# Data lines start
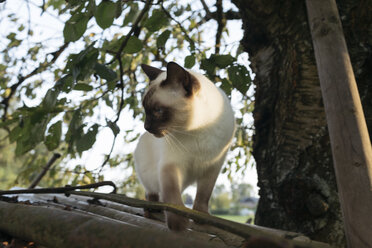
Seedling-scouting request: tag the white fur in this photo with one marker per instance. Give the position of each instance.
(201, 145)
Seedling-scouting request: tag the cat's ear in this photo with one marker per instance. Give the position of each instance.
(150, 71)
(177, 75)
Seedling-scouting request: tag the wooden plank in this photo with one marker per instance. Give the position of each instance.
(351, 146)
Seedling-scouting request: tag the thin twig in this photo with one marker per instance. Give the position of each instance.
(221, 23)
(66, 190)
(134, 26)
(108, 156)
(192, 43)
(44, 171)
(207, 11)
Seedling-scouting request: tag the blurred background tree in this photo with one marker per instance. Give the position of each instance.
(70, 82)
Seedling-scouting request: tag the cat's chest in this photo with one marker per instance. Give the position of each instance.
(201, 148)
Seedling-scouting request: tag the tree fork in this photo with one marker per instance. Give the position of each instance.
(351, 146)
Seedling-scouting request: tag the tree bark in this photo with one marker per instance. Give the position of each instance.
(298, 190)
(351, 146)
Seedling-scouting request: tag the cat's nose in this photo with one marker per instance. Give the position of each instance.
(147, 126)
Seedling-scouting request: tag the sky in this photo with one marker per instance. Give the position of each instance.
(48, 28)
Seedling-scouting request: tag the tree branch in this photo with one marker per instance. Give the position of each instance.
(44, 171)
(66, 190)
(192, 43)
(243, 230)
(42, 66)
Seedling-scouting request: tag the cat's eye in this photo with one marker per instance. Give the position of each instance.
(158, 111)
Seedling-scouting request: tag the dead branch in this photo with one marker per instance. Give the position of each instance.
(66, 190)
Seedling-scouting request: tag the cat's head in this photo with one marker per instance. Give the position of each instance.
(168, 99)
# Data lines end
• **Problem**
Lay out the rows above as a two-column CSV with the headers "prompt" and "response," starting at the row that contains "Seedling-scouting request: tag the thin" and ending at the last row. Give one CSV line per row, with its text and its answer each in a single quoted field and line breaks replaced by spaces.

• **Exercise result**
prompt,response
"Seedling-scouting request: tag the thin twig in this photo with one marker per instance. Give the position of each instance.","(221, 23) (66, 190) (134, 26) (108, 156) (192, 43) (44, 171) (207, 11)"
"Seedling-scouting request: tag the blurred background tree in this photo with one marker per instance. Give the position of each instance.","(70, 82)"
"Seedling-scouting request: tag the cat's chest in this photo with one marker per instance. Give the position of each instance.","(201, 148)"
"Seedling-scouting request: tag the tree fork in this photo with one marker per instance. Give the position of each instance.","(351, 146)"
"Seedling-scouting request: tag the tree bark in this photo with one marker per instance. Give the position of each instance.","(298, 190) (351, 146)"
"Seedling-scouting request: tag the cat's nose in this photo with one marker per instance. Give the position of each instance.","(147, 126)"
"Seedling-scouting request: tag the sky in this photo with one marker per instance. Give the position of each instance.","(48, 28)"
"Seedling-scouting request: tag the tree branch in this photo with one marker per instance. Give the position of each instance.","(44, 171) (66, 190) (192, 43) (243, 230) (42, 66)"
"Seedling-scouting request: tag the cat's eye in this photo with one marker per instance. Give the position of each instance.","(158, 111)"
"Seedling-scouting request: tag the dead branch in this photo with one marker per instance. Give the position of each instance.","(66, 190)"
"Seedling-scouting request: tag the cat's head in this photo with one marker per instance. Give the position of each instance.","(168, 99)"